[Dataset records on object locations]
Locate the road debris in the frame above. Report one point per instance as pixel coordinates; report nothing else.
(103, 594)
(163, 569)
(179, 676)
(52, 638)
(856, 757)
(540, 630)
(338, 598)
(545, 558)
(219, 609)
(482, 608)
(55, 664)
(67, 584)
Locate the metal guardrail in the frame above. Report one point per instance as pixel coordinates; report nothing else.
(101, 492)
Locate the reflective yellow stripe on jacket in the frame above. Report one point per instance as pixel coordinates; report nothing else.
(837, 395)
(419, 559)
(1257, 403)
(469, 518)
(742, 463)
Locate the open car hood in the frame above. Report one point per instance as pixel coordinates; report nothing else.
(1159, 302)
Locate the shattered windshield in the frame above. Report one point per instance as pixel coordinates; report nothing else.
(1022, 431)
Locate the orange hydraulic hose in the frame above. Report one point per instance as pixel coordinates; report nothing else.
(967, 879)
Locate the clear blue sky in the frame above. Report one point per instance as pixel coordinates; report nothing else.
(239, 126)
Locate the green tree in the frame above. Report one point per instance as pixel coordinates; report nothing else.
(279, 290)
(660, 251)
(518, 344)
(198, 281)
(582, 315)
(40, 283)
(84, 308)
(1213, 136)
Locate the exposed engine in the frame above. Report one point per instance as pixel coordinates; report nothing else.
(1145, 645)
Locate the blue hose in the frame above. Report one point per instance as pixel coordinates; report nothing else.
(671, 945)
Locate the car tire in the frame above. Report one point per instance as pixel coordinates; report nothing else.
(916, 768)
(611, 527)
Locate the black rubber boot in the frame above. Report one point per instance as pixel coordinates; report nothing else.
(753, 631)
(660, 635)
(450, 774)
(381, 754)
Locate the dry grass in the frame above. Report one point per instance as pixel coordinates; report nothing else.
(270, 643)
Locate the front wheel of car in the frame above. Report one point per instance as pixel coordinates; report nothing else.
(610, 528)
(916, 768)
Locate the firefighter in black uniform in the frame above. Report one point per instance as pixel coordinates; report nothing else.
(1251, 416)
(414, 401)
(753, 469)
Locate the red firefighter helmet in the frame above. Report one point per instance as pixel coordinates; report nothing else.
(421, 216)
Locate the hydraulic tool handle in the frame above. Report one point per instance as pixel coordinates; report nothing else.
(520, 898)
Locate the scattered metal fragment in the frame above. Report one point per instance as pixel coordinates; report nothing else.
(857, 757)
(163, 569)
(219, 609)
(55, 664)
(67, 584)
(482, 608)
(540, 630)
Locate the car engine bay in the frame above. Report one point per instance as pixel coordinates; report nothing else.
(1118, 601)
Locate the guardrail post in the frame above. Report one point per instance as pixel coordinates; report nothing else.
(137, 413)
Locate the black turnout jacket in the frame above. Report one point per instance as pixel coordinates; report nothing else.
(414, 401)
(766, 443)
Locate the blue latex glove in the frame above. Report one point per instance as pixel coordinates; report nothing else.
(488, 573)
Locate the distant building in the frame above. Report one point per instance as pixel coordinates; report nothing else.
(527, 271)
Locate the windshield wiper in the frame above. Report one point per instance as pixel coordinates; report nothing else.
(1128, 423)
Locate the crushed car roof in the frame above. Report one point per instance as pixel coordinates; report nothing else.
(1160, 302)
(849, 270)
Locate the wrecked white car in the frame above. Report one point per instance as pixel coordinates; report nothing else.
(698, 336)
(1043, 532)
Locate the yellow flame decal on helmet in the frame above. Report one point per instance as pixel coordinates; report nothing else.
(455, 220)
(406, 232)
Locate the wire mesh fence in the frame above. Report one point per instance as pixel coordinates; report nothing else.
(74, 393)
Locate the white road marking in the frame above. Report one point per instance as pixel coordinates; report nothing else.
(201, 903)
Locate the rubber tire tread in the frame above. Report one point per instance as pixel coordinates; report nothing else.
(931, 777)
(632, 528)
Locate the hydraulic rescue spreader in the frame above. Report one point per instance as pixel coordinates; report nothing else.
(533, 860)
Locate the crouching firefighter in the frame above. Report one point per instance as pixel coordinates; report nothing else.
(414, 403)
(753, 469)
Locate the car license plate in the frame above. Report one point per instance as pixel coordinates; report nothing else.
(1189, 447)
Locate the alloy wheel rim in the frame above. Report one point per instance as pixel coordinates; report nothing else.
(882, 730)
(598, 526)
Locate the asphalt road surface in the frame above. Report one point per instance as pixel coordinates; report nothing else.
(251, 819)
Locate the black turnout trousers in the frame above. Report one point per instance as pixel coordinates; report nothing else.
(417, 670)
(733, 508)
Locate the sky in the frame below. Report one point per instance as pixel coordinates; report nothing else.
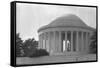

= TASK PROMPT =
Turn every line of the listing above into a numbered list, dropping any blank lines. Leave the pictures out of your answer.

= WRITTEN SOLUTION =
1. Locate the road debris in the frame above. Report one point per instance as pixel coordinates; report nothing else.
2. (103, 594)
3. (163, 569)
4. (179, 676)
5. (52, 638)
6. (856, 757)
7. (540, 630)
8. (338, 598)
9. (545, 558)
10. (219, 609)
11. (482, 608)
12. (55, 664)
13. (67, 584)
14. Locate the metal guardrail in the frame above. Report one point per instance as pixel coordinates; report nothing else.
15. (101, 492)
16. Locate the reflective yellow stripe on jacket in the frame above. Report one point per instance as pixel coordinates; report nothing else.
17. (837, 395)
18. (419, 559)
19. (1257, 403)
20. (469, 518)
21. (742, 463)
22. Locate the open car hood in the frame above. Report one point per instance as pixel coordinates; report nothing else.
23. (1159, 302)
24. Locate the shattered windshield in the frame above. Report one point per instance as pixel coordinates; report nothing else.
25. (1022, 431)
26. Locate the orange hydraulic hose in the frame above. Report one point per instance as pixel coordinates; report nothing else.
27. (967, 879)
28. Locate the clear blue sky in the frame above. Report one point per instance as pixel coordinates; report nothing else.
29. (239, 126)
30. Locate the green tree in the frame above. Report one point per instance as pixel coordinates; report nothing else.
31. (279, 290)
32. (660, 251)
33. (518, 344)
34. (198, 281)
35. (582, 315)
36. (40, 283)
37. (84, 308)
38. (1213, 136)
39. Locate the exposed engine in the frame above. Report one point per instance as pixel coordinates; report nothing else.
40. (1145, 645)
41. Locate the blue hose in the frame above. Report one point per instance as pixel coordinates; report nothing else.
42. (671, 945)
43. Locate the car tire in the frame above. Report one point per instance as pixel coordinates; report nothing else.
44. (916, 768)
45. (611, 527)
46. Locate the black rubber boot in the frame above. Report one point per instance as pixel coordinates; report nothing else.
47. (753, 631)
48. (660, 635)
49. (450, 774)
50. (381, 754)
51. Locate the dry grass in the frame above. Report one point per instance as pixel coordinates; report nothing else.
52. (270, 643)
53. Locate the front wheel of car in the frame above. Report one point per instance as pixel coordinates; report nothing else.
54. (610, 528)
55. (916, 768)
56. Locate the firefighter in black uniform in the frame above. Report one point per instance as pixel coordinates; report nothing else.
57. (1251, 416)
58. (414, 401)
59. (753, 469)
60. Locate the red firefighter helmet in the frame above. Report one point per instance as pixel coordinates; report nothing else.
61. (421, 216)
62. Locate the hydraulic tool handle in the frame above. Report one point per instance as pixel coordinates; report nothing else.
63. (520, 898)
64. Locate the scattered metal fragment in the frame above. Report one point per instance as pixel coordinates; report nothing else.
65. (857, 757)
66. (163, 569)
67. (219, 609)
68. (55, 664)
69. (67, 584)
70. (482, 608)
71. (540, 630)
72. Locate the car engine bay in the frame above. Report one point per instance as pixel coordinates; report nothing else.
73. (1118, 601)
74. Locate the guardrail post in the frame above. Report one point per instance as pixel coordinates; report nothing else.
75. (137, 413)
76. Locate the black turnout jacket in the frame above. Report one point per instance as pixel coordinates; report nothing else.
77. (414, 401)
78. (766, 443)
79. Locate the blue latex glove in the frame above. Report one point per instance as pixel coordinates; report nothing else.
80. (488, 573)
81. Locate the distant building in the frame above. Report one point per instance as pixel coordinates; report nothing else.
82. (527, 271)
83. Locate the windshield wiper in the frame above. Report one point per instance as pixel coordinates; report nothing else.
84. (1128, 423)
85. Locate the crushed car roof in the frame above. Report one point per instance as pixel coordinates; report nothing else.
86. (1160, 302)
87. (849, 270)
88. Locate the wrecked white car in the frame above. Report one point per instance as pixel coordinates; report nothing else.
89. (698, 336)
90. (1043, 532)
91. Locate the yellow flame decal on helmet in the frame above. Report one point per instance as pixel coordinates; report nothing else.
92. (455, 220)
93. (406, 232)
94. Locate the wire mesh fence in the frame above. Report one point per instance as pixel coordinates; report nothing else.
95. (74, 393)
96. Locate the white road marking in the frame above. Report one point per instance as pixel coordinates; report nothing else.
97. (201, 903)
98. Locate the rubber tire tread in the frame above. Report one point per instance as pixel coordinates; report nothing else.
99. (931, 777)
100. (632, 528)
101. Locate the hydraulic rescue spreader in the frame above. Report one point per instance as pixel coordinates; report nothing else.
102. (533, 860)
103. Locate the crouching firefighter in the frame above. Report one point per instance as pixel coordinates; report nothing else.
104. (414, 403)
105. (753, 469)
106. Locate the car license plate in the frame above. Report one point per instance as pixel coordinates; report nothing else.
107. (1189, 447)
108. Locate the alloy wheel rim in the frame above. Report one point per instance as pixel coordinates; report nothing else.
109. (882, 730)
110. (598, 526)
111. Locate the asphalt road surface in the frame above. Report one point per instance as pixel coordinates; report nothing else.
112. (251, 819)
113. Locate the black turnout trousers in the frame above. Report one point per instance as pixel coordinates; report nothing else.
114. (417, 670)
115. (733, 508)
116. Locate the sky in the frame below. Report one point per instance as pixel coordinates; report nothing else.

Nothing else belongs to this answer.